■ **PROBLEMS AND TASKS**
- a) Duplicate everything in the vaccine article from "While dozens of" down to "approved for trials.".
- b) Go on with the article about the Saskatchewan COVID-19 vaccine candidate from the point where it stops.

■ **TEXT BLOCK**

•••••

TORONTO -- A Saskatchewan-developed COVID-19 vaccine candidate is the latest to be approved for human trials in Canada, and could be ready by the end of 2021, its backers say.

The vaccine candidate is one of two being developed by the Vaccine and Infectious Disease Organization (VIDO) at the University of Saskatchewan.

VIDO reported Tuesday that it has received authorization from Health Canada to begin a Phase 1 clinical trial through the Canadian Center for Vaccinology in Halifax.

Participants will be recruited shortly, VIDO said, with vaccinations starting in January. Volker Gerdts, director and CEO of VIDO, said in a statement that if the three-phase trials prove successful, VIDO's vaccine candidate could be ready for use by late 2021.

Both of VIDO's potential vaccines are what are known as protein subunit vaccines, meaning they are created out of specific parts of a dead germ, rather than a live virus or an entire dead germ. Subunit vaccines are often used to protect against hepatitis B, human papillomavirus, whooping cough and shingles, among other viruses and diseases.

Most of the leading vaccines in the race to stop COVID-19 are based on either viral vector or RNA technology. However, VIDO is not alone in developing a subunit vaccine. According to the World Health Organization, 18 of the 61 vaccine candidates that have reached the clinical trial stage are based on protein subunits – including the ones developed by Novavax and Sanofi, for which Canada has reserved 76 million doses and 72 million doses respectively.

Subunit vaccines are typically much simpler to mass-produce than RNA or viral vector vaccines, and do not require ultra-cold storage.

While dozens of potential treatments to mitigate or negate the effects of COVID-19 are in the midst of clinical trials in Canada, only a handful of vaccine candidates have been approved for trials.

•••••

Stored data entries
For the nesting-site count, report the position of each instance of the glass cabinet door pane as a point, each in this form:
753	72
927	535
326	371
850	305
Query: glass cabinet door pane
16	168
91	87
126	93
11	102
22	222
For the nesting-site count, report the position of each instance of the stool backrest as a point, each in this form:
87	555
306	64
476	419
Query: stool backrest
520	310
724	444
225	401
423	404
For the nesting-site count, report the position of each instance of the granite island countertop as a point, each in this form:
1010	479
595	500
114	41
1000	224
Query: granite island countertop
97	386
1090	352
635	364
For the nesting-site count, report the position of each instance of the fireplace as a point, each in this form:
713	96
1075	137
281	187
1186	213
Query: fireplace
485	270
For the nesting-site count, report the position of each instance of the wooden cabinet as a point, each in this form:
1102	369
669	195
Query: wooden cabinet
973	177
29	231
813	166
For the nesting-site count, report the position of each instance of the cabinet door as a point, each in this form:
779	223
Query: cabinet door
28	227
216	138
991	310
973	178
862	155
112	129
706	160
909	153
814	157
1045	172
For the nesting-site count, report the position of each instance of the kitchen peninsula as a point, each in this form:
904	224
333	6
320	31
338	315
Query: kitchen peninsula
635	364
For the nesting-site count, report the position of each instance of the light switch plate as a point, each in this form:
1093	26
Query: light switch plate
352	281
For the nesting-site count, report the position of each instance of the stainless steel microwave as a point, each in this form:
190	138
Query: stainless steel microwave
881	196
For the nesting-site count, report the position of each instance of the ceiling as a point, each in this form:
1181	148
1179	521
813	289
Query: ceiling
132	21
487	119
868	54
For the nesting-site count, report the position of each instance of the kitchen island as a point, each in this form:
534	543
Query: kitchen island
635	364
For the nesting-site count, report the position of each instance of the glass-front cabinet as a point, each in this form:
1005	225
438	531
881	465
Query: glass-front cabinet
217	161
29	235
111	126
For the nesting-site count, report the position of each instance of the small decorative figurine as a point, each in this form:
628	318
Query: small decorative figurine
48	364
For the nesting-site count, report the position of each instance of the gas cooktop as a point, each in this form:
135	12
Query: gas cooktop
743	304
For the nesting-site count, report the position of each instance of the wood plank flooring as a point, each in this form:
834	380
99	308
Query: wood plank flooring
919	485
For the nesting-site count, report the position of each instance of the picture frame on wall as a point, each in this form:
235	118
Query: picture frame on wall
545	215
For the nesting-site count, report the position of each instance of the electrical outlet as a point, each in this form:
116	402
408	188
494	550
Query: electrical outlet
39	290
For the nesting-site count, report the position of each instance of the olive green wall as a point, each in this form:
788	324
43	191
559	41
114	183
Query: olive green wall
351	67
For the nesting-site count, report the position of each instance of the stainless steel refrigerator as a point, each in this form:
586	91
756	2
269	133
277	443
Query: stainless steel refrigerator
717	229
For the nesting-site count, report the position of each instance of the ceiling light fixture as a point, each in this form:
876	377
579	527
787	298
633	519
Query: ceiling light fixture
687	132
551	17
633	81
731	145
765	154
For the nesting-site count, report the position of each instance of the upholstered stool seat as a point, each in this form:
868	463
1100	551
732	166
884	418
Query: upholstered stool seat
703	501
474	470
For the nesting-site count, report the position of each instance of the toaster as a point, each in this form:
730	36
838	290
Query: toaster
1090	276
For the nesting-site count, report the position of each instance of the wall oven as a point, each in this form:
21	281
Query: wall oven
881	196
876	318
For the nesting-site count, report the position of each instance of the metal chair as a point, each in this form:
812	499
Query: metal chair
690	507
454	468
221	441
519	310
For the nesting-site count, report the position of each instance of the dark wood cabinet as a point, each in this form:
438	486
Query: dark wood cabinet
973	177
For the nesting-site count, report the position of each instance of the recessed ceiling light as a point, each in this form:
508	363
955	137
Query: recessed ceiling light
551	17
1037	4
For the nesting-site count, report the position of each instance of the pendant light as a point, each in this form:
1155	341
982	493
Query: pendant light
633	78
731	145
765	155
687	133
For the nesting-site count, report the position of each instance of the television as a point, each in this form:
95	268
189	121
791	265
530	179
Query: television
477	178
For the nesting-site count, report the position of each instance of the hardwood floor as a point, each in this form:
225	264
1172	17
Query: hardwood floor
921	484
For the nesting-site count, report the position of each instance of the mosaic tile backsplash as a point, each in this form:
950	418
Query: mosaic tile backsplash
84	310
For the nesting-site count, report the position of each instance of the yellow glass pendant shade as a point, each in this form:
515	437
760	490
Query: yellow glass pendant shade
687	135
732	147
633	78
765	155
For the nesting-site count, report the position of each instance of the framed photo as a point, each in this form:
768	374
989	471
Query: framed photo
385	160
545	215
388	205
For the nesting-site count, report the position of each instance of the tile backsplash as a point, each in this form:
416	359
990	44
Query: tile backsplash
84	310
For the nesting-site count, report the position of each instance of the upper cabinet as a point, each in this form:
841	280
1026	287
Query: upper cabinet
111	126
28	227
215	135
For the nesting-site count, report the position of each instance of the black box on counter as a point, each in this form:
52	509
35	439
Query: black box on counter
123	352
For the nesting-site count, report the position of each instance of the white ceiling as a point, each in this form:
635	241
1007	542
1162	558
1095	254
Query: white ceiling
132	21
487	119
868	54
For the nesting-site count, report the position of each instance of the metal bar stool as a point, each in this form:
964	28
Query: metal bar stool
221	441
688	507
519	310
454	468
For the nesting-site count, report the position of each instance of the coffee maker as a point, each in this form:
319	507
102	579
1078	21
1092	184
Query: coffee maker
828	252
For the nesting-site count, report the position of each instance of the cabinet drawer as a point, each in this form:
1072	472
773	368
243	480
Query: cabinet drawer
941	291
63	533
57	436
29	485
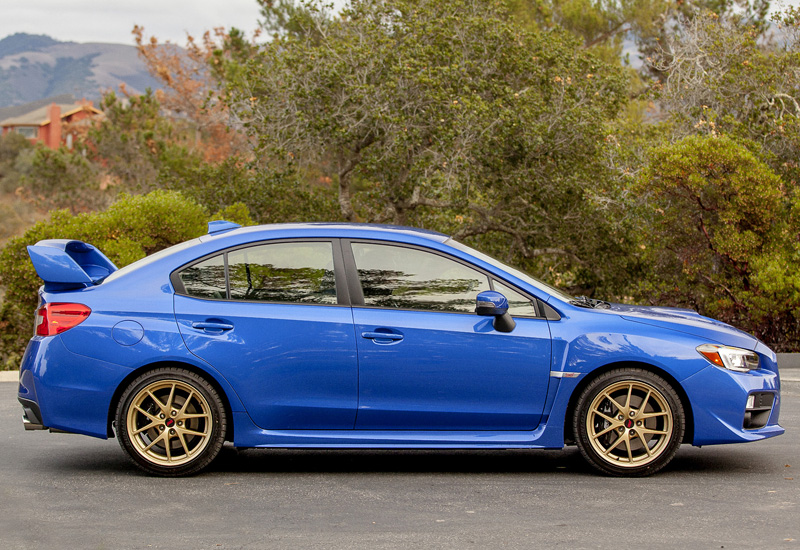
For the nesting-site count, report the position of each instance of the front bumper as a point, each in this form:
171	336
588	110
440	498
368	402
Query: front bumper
725	412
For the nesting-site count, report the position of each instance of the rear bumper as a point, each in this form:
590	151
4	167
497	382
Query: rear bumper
65	392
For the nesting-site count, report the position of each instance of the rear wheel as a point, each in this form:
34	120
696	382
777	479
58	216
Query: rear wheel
629	422
171	422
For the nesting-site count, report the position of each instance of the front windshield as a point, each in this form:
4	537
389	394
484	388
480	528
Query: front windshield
561	295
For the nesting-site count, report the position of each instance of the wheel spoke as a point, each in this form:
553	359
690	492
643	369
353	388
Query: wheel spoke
644	444
154	398
606	417
619	440
191	432
156	440
604	432
192	415
186	403
171	397
168	446
183	443
616	403
628	399
152	424
645	400
147	414
654	432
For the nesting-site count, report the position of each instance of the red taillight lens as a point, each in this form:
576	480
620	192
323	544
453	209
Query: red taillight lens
56	318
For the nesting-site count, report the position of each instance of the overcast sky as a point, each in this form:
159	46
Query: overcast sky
112	20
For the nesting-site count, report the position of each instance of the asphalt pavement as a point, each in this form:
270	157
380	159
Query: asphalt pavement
70	491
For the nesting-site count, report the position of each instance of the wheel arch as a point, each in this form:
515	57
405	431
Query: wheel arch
569	435
166	364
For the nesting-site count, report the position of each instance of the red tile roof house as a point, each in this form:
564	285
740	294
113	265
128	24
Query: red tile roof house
46	124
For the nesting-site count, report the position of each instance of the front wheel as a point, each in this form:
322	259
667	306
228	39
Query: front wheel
171	422
629	422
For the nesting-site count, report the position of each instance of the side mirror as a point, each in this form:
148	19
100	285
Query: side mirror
492	303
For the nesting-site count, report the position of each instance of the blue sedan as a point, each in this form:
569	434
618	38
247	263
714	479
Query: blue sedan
364	336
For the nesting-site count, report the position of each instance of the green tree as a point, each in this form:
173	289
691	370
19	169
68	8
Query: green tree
721	236
440	114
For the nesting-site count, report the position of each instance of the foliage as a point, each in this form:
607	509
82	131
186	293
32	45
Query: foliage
128	230
189	90
269	196
721	236
603	24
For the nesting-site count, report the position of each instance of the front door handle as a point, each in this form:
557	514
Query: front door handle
378	336
212	327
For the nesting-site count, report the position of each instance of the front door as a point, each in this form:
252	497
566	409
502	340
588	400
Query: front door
427	361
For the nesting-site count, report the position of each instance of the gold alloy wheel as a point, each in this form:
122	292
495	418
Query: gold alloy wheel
169	423
629	424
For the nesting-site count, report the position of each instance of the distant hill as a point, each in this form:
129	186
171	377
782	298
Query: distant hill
35	67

•••••

■ **EXPECTED OUTPUTS**
- a)
While dozens of potential treatments to mitigate or negate the effects of COVID-19 are in the midst of clinical trials in Canada, only a handful of vaccine candidates have been approved for trials.

- b)
In addition to the new VIDO trial, the list includes a vaccine candidate from Quebec-City based Medicago, which entered a combined Phase 2 and 3 trial this month after reporting successful results in early testing. The company said its vaccine candidate, which is unusual in that it is derived from "virus-like particles" found in plants, provoked an antibody response in 100 per cent of the trial subjects.

Toronto's University Health Network is currently recruiting front-line workers in Ontario to test a potential COVID-19 vaccine that is also the subject of ongoing trials in Australia, Germany, the United Kingdom and the Netherlands. Rounding out the list is CanSino's Ad5-nCoV, which was approved in the spring to much fanfare but has been at a standstill since, because the promised shipments of the vaccine candidate from China never materialized.

Gerdts, who is leading the development of VIDO's vaccine candidate, said it is important for the ongoing trials to continue, even though some vaccines developed outside Canada are closer to approval – and in the case of Pfizer's vaccine, have already been approved here.

"COVID-19 is not going to go away," he said.

"To have sustainable long-term vaccine access, I think it's important for Canada to continue on with its own vaccines."